BRIEF: Repeat the records below line for line, without changing anything. Leave the pictures out of your answer.

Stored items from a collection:
— START —
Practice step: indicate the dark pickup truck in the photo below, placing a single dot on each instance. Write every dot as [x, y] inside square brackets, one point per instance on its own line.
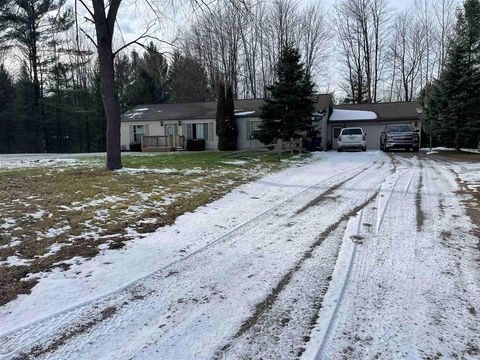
[399, 137]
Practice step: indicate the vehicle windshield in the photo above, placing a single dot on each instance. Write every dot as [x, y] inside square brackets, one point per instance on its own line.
[352, 132]
[400, 128]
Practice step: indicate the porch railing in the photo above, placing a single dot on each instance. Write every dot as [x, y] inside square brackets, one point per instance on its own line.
[162, 143]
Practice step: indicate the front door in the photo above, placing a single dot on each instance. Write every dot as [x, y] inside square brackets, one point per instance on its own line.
[171, 131]
[336, 130]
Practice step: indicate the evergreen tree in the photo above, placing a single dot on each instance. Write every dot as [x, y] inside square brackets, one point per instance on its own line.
[228, 141]
[220, 118]
[188, 81]
[30, 24]
[7, 97]
[288, 111]
[453, 107]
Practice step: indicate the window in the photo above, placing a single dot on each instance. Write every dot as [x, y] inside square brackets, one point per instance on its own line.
[352, 132]
[400, 128]
[336, 132]
[200, 131]
[138, 132]
[253, 130]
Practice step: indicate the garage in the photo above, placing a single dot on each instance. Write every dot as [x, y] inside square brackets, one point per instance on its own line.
[372, 118]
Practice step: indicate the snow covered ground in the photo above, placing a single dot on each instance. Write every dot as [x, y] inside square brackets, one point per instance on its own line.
[353, 255]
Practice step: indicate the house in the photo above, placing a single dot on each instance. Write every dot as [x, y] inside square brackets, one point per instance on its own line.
[163, 127]
[169, 126]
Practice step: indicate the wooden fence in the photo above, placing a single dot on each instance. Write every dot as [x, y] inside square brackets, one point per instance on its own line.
[294, 145]
[162, 143]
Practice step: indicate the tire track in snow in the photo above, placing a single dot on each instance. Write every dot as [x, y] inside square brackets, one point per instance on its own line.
[25, 337]
[260, 314]
[337, 294]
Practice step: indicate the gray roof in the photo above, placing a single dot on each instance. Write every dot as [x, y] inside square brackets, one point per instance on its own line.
[200, 110]
[391, 111]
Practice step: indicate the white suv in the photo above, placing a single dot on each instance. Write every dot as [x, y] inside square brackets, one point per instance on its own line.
[351, 138]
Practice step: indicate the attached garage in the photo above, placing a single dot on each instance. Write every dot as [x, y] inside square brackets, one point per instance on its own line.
[372, 118]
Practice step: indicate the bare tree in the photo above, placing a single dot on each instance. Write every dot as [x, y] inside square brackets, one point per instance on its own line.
[315, 36]
[361, 28]
[408, 49]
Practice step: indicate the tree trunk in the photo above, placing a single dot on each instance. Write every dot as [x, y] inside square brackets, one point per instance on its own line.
[110, 103]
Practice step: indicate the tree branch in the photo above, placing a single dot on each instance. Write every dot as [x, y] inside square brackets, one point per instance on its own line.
[89, 37]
— END —
SOLUTION TO THIS PROBLEM:
Practice step: indicate the dark pickup truck in the photo below, placing a single dot on each instance. Write every dot as [x, y] inside square brackets, one point per instance on its own line.
[399, 137]
Practice step: indicate the vehicle windshield in the photo above, placing a single dot on each instance. Write every dot as [x, y] inside square brackets, one point per instance on its own line.
[352, 132]
[400, 128]
Practice step: indicate the porch railing in the photo above, placing a single dot on each instance. Write every dot as [x, y] inside square brackets, one point per instance on its own line.
[162, 143]
Practice step: indicate the front door in the photo above, placing a single dot on each instance. Write every dot as [x, y] inside square brackets, one point per instance on its own line.
[171, 131]
[336, 130]
Practice step: indicate the evergreen tree in the photo above, placing a single dot on each instance. Write every dot as [x, y] inside square brackets, one point per instance on its own line.
[228, 141]
[220, 118]
[188, 81]
[30, 24]
[7, 97]
[288, 111]
[453, 107]
Practice step: indicate the window in the photo above, placing a single dot on each instance. Write every dot as [x, y] inside square brackets, one point per instance on its own line.
[352, 132]
[400, 128]
[336, 132]
[200, 131]
[138, 132]
[253, 130]
Practice step: indicate the garage in the photo above, placing a single dot on each instance. Write every dot as [x, y] inside square brackets, one point per instance on its own line.
[372, 118]
Practice step: indicate the snow covered ground in the photo above, placing a single dot on each instance. Write every dot as [x, y] inside square brackets, one point per instance on its own line.
[353, 255]
Practice step: indicate the house in the photo above, placing a single dot on each instance. Write every dot as [x, y] inside square brackets, one point per instance on its own line.
[163, 127]
[169, 126]
Practice step: indicate the wooden fence in the photo above, placing a single dot on each instance. Write every dot as [x, y] inside square brackets, one point per instance on its own line.
[294, 145]
[162, 143]
Practice step: indicate the tire track in snow in the photo above, placing a single dot on each instance. Write every dot as [x, y] inside square brackets, one point per instance on its own line.
[25, 337]
[260, 314]
[337, 294]
Practice step: indicate the gray roof in the photo above, placing a single dot on each instance. Write every dot as [x, y] inside square brackets, one point per instance on its own line.
[200, 110]
[391, 111]
Practice step: indicate the white suv in the photo above, placing a single dot on each instance. Write every dot as [x, y] inside square brackets, one point per instance on its own line.
[351, 138]
Practice step: indicate the attached garage in the photo above, placing a single dot on each instance. Write every dot as [x, y] inside square brackets, one point per instance on its own line.
[372, 118]
Practice step: indicate the bare tree in the photo above, placing a single dot on each instance. Write every dot as [x, y] inside square brackets, one point per instance on its own line.
[315, 36]
[361, 28]
[408, 49]
Practice step: indicate the tree trunk in the photo above, placing a single dot on each instance. Write every dot as [x, y] inside square brackets, one point per instance on its own line.
[110, 103]
Practice step: indicate the tree branch in the photo above, placing a single dot on each instance. Write every dot as [x, y] inside square brackets, one point per instance on its own line.
[89, 37]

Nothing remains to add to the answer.